TORONTO – A growing number of Toronto steak houses are adding halal meals to their list to accommodate the growing number of Canadian Muslim community.
“Now suppliers are providing larger primary cuts of halal meat, so we are doing the aging and butchering ourselves,” Bob Bermann, the project manager of Barberian’s Steak House in Toronto, told The Globe & Mail on Monday, March 27.
According to the National Household Survey, double the number of that of 2001, there were more than a million Muslims in Canada in 2011.
Though halal steak only represents 1 per cent of the restaurant sales, Barberian’s is happy to accommodate customers of all faiths, including Muslims.
“We are getting hand-selected Canadian Prime – the highest grade,” Bermann said.
“We can have butchery which allows us the flexibility for people who drop in. [People who want halal] don’t have to just order the fish.”
While some restaurants were adding the halal option to their menus to accommodate Muslims, some were using halal food for its quality.
Toronto chef Cory Vitiello is one of them. When he was sourcing chicken for his chain of fast-casual restaurants, Flock, the best-tasting meat turned out to be halal.
“We chose this chicken based on its quality – the way it tastes, the integrity with which the farmers produce and raise it,” he said.
“We chose our chicken before learning it was halal.” While the fried chicken at his Harbord Street location is not halal, all the birds used for Flock’s rotisserie chicken are halal-certified.
Salima Jivraj, the founder of Toronto’s Halal Food Festival, said that halal is similar to kosher with slight differences.
“When it comes to the halal method of slaughter, it is very similar to kosher, but the difference is that you don’t need a spiritual leader to do the slaughter. You have a slaughterman who is a practicing Muslim,” said Jivraj, who is also the editor-in-chief of Halal Foodie, an online directory of halal restaurants in Toronto.
“They pray before the slaughter, which involves saying that we’re sacrificing the animal in God’s name, and the animal has to be cut a certain way. There has to be the least amount of stress for the animal as possible.”
Jivraj praised such moves to add halal to the menus, saying this confirms Canada’s successful inclusiveness.
“Restaurants that are interested in halal come from great intentions, born out of the inclusiveness that Canada is known for and that I love,” Jivraj said.
“But how do you know that all the staff and servers are aware of the halal requirements? Suppliers could change, and if the server isn’t aware, they may think they’re serving halal but they’re not.”
“On the flip side, I personally think it’s great that restaurants and people who are not Muslim are so interested,” she said.
“In the long run, it is better for the community to have access to different options.”
The concept of halal, — meaning permissible in Arabic — has traditionally been applied to food.
Muslims should only eat meat from livestock slaughtered by a sharp knife from their necks, and the name of Allah, the Arabic word for God, must be mentioned.
Now other goods and services can also be certified as halal, including cosmetics, clothing, pharmaceuticals and financial services.
Halal food is consumed not only by 1.5 billion Muslims around the world, but also by at least 500 million non-Muslims in the $2 billion global industry.

WHAT THIS EXERCISE ASKS →
**a)** In the article about halal food in Toronto, what share of Barberian's Steak House sales does halal steak represent?
**b)** List the goods and services besides food that the article about halal food in Toronto says can now be certified as halal.
Rely only on the article about halal food in Toronto.

DATA PROVIDED →
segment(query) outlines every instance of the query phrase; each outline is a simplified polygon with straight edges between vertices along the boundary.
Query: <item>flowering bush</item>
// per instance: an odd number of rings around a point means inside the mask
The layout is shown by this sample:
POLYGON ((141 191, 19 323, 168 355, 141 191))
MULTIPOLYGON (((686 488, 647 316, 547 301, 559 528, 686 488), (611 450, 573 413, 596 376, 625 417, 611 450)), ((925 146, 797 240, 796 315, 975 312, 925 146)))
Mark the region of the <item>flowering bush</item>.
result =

RESPONSE LIST →
**a)** 1 per cent

**b)** cosmetics, clothing, pharmaceuticals, financial services